**Exercise:**
Reproduce all of the records exactly.
* start Records for this task *
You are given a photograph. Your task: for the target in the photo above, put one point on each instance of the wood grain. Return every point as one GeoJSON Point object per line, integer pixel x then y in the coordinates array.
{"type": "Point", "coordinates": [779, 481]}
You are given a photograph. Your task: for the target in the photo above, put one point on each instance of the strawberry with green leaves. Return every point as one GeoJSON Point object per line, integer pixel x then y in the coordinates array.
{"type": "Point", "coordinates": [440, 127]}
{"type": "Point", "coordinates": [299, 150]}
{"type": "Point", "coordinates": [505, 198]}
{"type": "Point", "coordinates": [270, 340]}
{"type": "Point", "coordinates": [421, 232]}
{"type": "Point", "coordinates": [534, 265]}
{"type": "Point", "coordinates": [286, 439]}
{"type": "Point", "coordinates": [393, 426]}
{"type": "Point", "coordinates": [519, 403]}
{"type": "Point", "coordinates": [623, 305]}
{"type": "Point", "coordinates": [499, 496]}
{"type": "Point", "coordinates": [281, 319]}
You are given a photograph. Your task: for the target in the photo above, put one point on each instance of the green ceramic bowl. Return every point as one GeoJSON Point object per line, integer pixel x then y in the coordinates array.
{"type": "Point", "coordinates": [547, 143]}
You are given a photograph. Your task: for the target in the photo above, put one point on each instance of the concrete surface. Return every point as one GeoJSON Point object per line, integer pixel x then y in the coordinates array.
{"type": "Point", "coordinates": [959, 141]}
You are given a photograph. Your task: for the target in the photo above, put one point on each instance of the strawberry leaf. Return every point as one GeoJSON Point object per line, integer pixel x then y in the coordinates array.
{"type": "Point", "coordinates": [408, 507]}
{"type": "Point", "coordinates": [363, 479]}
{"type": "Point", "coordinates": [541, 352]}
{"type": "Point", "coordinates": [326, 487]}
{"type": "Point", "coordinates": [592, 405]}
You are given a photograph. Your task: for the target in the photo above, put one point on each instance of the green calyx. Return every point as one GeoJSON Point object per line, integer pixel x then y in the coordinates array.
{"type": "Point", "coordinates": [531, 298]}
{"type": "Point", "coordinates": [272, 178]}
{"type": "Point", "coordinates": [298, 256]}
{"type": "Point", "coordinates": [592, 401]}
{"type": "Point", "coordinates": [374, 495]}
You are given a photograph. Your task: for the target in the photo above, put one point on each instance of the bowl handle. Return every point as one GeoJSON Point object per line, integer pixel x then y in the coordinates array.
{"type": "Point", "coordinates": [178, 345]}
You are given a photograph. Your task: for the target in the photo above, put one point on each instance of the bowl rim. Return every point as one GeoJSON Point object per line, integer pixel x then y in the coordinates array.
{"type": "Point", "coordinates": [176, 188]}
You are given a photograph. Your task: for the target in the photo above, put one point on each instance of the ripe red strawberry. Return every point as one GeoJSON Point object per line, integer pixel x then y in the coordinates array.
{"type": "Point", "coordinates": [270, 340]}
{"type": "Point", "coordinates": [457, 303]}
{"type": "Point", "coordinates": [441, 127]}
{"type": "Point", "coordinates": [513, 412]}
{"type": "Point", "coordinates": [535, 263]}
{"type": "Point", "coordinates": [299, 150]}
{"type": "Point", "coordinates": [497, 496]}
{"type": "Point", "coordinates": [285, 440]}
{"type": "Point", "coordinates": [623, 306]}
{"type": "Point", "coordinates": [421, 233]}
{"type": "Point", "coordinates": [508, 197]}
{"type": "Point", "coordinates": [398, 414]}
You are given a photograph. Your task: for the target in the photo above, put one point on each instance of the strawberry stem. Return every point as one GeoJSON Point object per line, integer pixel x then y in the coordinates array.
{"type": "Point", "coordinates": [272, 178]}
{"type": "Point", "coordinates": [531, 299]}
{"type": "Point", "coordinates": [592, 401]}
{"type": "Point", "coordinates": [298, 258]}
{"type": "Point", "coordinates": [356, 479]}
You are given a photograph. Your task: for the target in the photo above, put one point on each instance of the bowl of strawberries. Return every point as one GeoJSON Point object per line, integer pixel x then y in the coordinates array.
* end Records for this task *
**Result of this exercise:**
You are given a photograph. Your task: for the target in the photo above, put one point on each instance of the wood grain. Return every point as one GeoJSON Point object per line, integer pixel x then y in the coordinates array.
{"type": "Point", "coordinates": [779, 481]}
You are given a photograph. Your task: for the target in the photo above, put one point on each instance of the strawberry with green leaves. Return every point as one GeoJSON Point object per line, integer pixel x then y in the coordinates array.
{"type": "Point", "coordinates": [440, 127]}
{"type": "Point", "coordinates": [299, 150]}
{"type": "Point", "coordinates": [505, 198]}
{"type": "Point", "coordinates": [270, 340]}
{"type": "Point", "coordinates": [421, 232]}
{"type": "Point", "coordinates": [534, 265]}
{"type": "Point", "coordinates": [286, 439]}
{"type": "Point", "coordinates": [393, 426]}
{"type": "Point", "coordinates": [519, 403]}
{"type": "Point", "coordinates": [623, 305]}
{"type": "Point", "coordinates": [499, 496]}
{"type": "Point", "coordinates": [281, 319]}
You are given a photograph. Your task: for the target in the photo above, put one point on each instance of the green ceramic bowl. Return every point as one GeoJSON Point object per line, integer pixel x then y in the coordinates array.
{"type": "Point", "coordinates": [547, 143]}
You are given a photograph. Your task: for the target in the photo above, put one point on each instance of the concrete surface. Return every point as one GeoJSON Point object per line, integer pixel x then y in the coordinates array.
{"type": "Point", "coordinates": [959, 141]}
You are given a photograph. Your task: for the target in the photo above, put one point on each instance of the strawberry leaf. Return every point as one GeoJSON Point object per line, integer pixel x then y in the coordinates array.
{"type": "Point", "coordinates": [408, 507]}
{"type": "Point", "coordinates": [363, 479]}
{"type": "Point", "coordinates": [541, 352]}
{"type": "Point", "coordinates": [326, 487]}
{"type": "Point", "coordinates": [592, 405]}
You are given a photograph. Your task: for the target in the photo above, put one point on each instance of the green calyx. Return every point as one GeoJSON Point object per line, integer pixel x then y in the coordinates array.
{"type": "Point", "coordinates": [531, 298]}
{"type": "Point", "coordinates": [272, 178]}
{"type": "Point", "coordinates": [298, 256]}
{"type": "Point", "coordinates": [592, 401]}
{"type": "Point", "coordinates": [374, 495]}
You are given a photograph. Your task: for the target in the photo above, put one point on each instance of the bowl handle. Return every point as one GeoJSON Point object per line, integer pixel x then y in the coordinates array.
{"type": "Point", "coordinates": [178, 345]}
You are given a photograph. Your task: for the target in the photo above, put one point on each instance of the bowl rim. Return every point as one GeoJSON Point object per line, integer pixel x then y in the coordinates array.
{"type": "Point", "coordinates": [176, 188]}
You are given a photograph. Your task: for the target in the photo above, put one point on each instance of the ripe red strawberry. Return every point as one GeoJSON Point object per line, integer pixel x then y in the coordinates array.
{"type": "Point", "coordinates": [270, 340]}
{"type": "Point", "coordinates": [457, 303]}
{"type": "Point", "coordinates": [441, 127]}
{"type": "Point", "coordinates": [513, 412]}
{"type": "Point", "coordinates": [535, 263]}
{"type": "Point", "coordinates": [299, 150]}
{"type": "Point", "coordinates": [497, 496]}
{"type": "Point", "coordinates": [285, 440]}
{"type": "Point", "coordinates": [623, 306]}
{"type": "Point", "coordinates": [421, 233]}
{"type": "Point", "coordinates": [508, 197]}
{"type": "Point", "coordinates": [398, 414]}
You are given a photograph. Your task: for the target in the photo above, put one point on each instance of the strawberry stem. Return every point as one GeoJSON Point object per line, integer pixel x then y in the coordinates array.
{"type": "Point", "coordinates": [272, 178]}
{"type": "Point", "coordinates": [531, 299]}
{"type": "Point", "coordinates": [592, 401]}
{"type": "Point", "coordinates": [298, 258]}
{"type": "Point", "coordinates": [356, 479]}
You are given a photograph. Your task: for the target in the photo above, put one point on each instance of the bowl of strawberries. Return every point as one GeoJSON Point object per line, integer pixel x then y in the coordinates array.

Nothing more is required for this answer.